— START Records —
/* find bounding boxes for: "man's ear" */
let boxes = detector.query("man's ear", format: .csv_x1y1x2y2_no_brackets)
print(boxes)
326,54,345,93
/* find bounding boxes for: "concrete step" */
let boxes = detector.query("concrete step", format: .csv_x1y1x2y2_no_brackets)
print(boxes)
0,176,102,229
— END Records —
Your task.
Render every line of the listing above as a numbered list, dropping any blank lines.

Solution.
1. /* find bounding boxes for: "man's ear" */
2. let boxes = detector.query("man's ear", format: .csv_x1y1x2y2_no_brackets)
3. print(boxes)
4. 326,54,345,93
5. /* find bounding boxes for: "concrete step" */
6. let boxes = detector.query("concrete step", format: .csv_x1y1x2y2_no_brackets)
7. print(boxes)
8. 0,176,102,229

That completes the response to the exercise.